▶ **WHAT TO DO**
1. Answer these questions from the post:
(a) As a candidate of which party did Curtis Coleman announce a run for governor?
(b) Which division's funding would Bruce Westerman's proposal reduce, according to the linked analysis?
(c) How many people are on the staff that oversees landfills and recycling efforts?
2. Please output the part of the post between "We're done. Closing" and "state we touch.", inclusive, copied word for word.

▶ **DOCUMENT**
------------------------------------------------------------
We're done. Closing out:
* THE RACE FOR GOVERNOR: Curtis Coleman did announce again as a Republican candidate. Hope he stays in. A contested Republican primary will reduce mischief-making in the Democratic primary. Some of his boilerplate:
We’re falling farther behind, and it’s not because we don’t have great people, or abundant resources or even good roads. We’re falling farther behind because Arkansas has the most onerous, anti-business job-unfriendly tax and regulatory codes of any state we touch.
* STRANGLING GOVERNMENT: Republican Rep. Bruce Westerman is still sitting on his bill to arbitrarily cap state spending because of lack of support. (He's talking about changing it, but Gov. Mike Beebe says what he proposes is no fix.) But he's moving on other fronts to reduce government, beginning with a bill that would reduce environmental protection. The linked analysis says his proposal would reduce funding in the Department of Environmental Quality's Solid Waste Division, a move that could cut in half the 35-person staff that oversee landfills and recycling efforts.
------------------------------------------------------------
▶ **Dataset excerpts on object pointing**
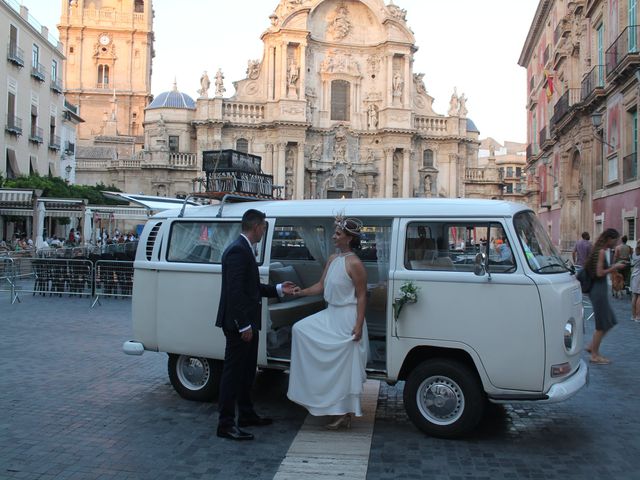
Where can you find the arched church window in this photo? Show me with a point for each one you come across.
(427, 159)
(242, 145)
(103, 76)
(340, 100)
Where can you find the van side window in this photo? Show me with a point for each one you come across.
(447, 246)
(295, 242)
(201, 242)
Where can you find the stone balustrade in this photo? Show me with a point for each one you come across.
(183, 159)
(433, 125)
(241, 112)
(482, 175)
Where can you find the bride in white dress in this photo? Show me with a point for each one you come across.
(328, 353)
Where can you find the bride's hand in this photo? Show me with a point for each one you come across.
(357, 333)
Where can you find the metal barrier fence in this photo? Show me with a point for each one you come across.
(93, 277)
(7, 277)
(113, 278)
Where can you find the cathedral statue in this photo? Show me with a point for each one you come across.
(463, 106)
(453, 104)
(219, 83)
(372, 115)
(397, 84)
(204, 85)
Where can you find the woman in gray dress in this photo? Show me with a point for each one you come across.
(598, 267)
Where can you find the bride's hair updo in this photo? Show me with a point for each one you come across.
(352, 227)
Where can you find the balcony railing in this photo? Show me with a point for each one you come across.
(182, 159)
(14, 125)
(546, 55)
(627, 44)
(56, 86)
(562, 28)
(37, 72)
(564, 104)
(240, 112)
(70, 106)
(430, 124)
(543, 136)
(483, 175)
(54, 142)
(592, 81)
(36, 135)
(630, 167)
(15, 55)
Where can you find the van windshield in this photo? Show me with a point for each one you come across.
(541, 255)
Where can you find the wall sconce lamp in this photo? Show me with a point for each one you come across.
(596, 120)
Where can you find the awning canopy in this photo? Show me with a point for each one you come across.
(15, 197)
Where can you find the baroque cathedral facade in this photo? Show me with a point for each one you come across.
(333, 108)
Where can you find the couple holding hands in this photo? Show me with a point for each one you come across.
(328, 356)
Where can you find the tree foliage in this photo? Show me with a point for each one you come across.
(56, 187)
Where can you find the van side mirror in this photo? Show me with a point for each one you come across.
(479, 267)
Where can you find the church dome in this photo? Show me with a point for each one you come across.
(471, 127)
(173, 99)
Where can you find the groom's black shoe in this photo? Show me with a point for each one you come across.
(234, 433)
(254, 421)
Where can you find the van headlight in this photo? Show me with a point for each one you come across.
(569, 334)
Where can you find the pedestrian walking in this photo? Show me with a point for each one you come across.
(635, 285)
(581, 249)
(598, 268)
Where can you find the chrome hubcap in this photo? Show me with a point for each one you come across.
(440, 400)
(193, 372)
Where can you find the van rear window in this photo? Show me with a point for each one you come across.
(201, 242)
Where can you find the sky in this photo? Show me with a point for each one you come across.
(468, 44)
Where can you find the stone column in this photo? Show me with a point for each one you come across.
(280, 165)
(406, 173)
(389, 80)
(388, 174)
(299, 172)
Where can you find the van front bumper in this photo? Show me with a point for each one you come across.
(560, 392)
(133, 348)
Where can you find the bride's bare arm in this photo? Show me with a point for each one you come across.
(358, 275)
(316, 288)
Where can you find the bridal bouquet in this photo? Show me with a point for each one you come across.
(408, 294)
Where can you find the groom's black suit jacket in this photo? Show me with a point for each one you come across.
(241, 292)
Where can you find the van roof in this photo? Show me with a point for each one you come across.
(381, 207)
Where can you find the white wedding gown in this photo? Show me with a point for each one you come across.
(327, 367)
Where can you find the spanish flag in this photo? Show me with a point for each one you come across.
(549, 83)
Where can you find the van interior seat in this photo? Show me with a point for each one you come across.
(288, 310)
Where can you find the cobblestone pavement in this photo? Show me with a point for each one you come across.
(73, 406)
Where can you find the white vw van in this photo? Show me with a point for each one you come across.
(498, 315)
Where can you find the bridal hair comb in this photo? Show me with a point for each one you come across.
(350, 225)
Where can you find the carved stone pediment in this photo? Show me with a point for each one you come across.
(336, 62)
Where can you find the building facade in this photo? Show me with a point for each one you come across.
(109, 49)
(333, 108)
(583, 76)
(32, 102)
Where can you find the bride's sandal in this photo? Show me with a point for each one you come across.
(340, 422)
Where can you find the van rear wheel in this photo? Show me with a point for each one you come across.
(195, 378)
(444, 398)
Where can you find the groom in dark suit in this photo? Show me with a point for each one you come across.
(239, 317)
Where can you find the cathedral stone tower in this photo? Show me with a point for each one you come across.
(109, 48)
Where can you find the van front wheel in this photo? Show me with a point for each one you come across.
(195, 378)
(444, 398)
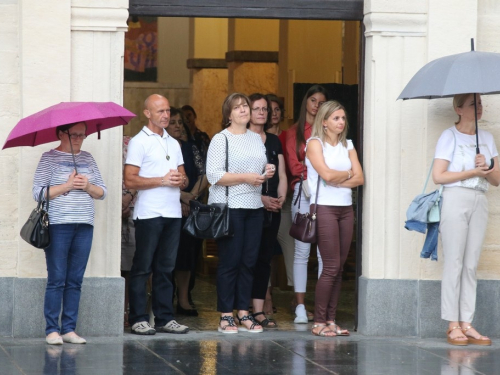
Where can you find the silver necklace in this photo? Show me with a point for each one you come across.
(167, 156)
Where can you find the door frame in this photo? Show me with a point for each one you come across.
(334, 10)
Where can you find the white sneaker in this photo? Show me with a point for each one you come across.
(300, 315)
(143, 328)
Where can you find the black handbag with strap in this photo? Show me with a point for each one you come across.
(36, 230)
(210, 221)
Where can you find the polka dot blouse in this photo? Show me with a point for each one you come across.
(247, 154)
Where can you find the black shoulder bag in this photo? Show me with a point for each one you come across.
(36, 230)
(210, 221)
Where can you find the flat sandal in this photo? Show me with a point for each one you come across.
(230, 323)
(338, 330)
(322, 331)
(473, 340)
(456, 341)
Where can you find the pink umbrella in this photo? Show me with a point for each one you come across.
(39, 128)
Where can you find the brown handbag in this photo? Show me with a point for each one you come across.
(304, 225)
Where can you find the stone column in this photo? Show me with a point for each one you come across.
(394, 166)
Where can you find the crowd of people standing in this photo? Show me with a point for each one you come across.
(170, 163)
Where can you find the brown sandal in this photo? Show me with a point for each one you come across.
(456, 341)
(322, 331)
(339, 331)
(475, 341)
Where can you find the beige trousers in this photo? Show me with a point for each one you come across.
(464, 216)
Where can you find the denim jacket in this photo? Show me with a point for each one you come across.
(416, 216)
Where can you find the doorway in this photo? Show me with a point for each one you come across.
(333, 10)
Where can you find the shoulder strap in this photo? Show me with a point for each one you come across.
(227, 166)
(432, 164)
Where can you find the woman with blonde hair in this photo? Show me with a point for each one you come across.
(465, 176)
(331, 157)
(295, 143)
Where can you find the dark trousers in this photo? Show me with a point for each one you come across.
(157, 240)
(335, 225)
(237, 258)
(262, 270)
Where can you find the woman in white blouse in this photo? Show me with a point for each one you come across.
(247, 170)
(466, 177)
(332, 158)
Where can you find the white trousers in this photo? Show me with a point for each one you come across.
(287, 242)
(464, 216)
(302, 249)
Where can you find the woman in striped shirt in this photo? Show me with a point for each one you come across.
(71, 217)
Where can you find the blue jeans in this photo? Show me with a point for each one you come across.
(237, 258)
(156, 242)
(66, 257)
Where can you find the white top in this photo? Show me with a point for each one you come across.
(337, 158)
(148, 151)
(77, 206)
(465, 153)
(247, 154)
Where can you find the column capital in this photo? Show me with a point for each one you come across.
(396, 24)
(99, 15)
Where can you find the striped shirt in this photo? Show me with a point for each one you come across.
(76, 206)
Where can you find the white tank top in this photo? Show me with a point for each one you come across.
(337, 158)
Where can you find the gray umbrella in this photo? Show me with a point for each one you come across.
(463, 73)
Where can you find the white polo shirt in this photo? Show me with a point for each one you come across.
(148, 151)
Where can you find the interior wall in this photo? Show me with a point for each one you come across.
(255, 35)
(211, 38)
(315, 50)
(309, 52)
(173, 50)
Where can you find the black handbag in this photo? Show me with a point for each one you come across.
(304, 225)
(210, 221)
(36, 230)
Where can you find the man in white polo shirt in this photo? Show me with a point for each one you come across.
(155, 168)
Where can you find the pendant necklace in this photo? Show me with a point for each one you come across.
(166, 151)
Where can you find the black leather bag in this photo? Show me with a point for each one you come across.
(36, 230)
(304, 225)
(209, 221)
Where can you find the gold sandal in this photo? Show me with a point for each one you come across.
(473, 340)
(456, 341)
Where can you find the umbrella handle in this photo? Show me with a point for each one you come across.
(72, 153)
(492, 164)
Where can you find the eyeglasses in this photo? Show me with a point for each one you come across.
(77, 136)
(263, 109)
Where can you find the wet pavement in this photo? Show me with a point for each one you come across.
(289, 349)
(283, 352)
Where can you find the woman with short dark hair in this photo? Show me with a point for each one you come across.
(71, 217)
(240, 187)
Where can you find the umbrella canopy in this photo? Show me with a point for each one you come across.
(469, 72)
(39, 128)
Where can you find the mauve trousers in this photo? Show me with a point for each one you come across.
(335, 226)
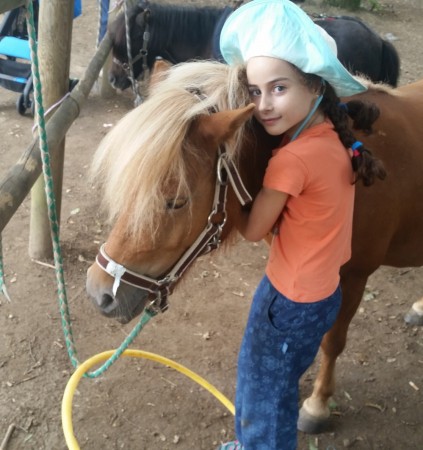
------------------------------------------------------------
▶ **EXERCISE SOLUTIONS**
1.
(a) Republican
(b) The Department of Environmental Quality's Solid Waste Division
(c) 35

2.
We're done. Closing out:
* THE RACE FOR GOVERNOR: Curtis Coleman did announce again as a Republican candidate. Hope he stays in. A contested Republican primary will reduce mischief-making in the Democratic primary. Some of his boilerplate:
We’re falling farther behind, and it’s not because we don’t have great people, or abundant resources or even good roads. We’re falling farther behind because Arkansas has the most onerous, anti-business job-unfriendly tax and regulatory codes of any state we touch.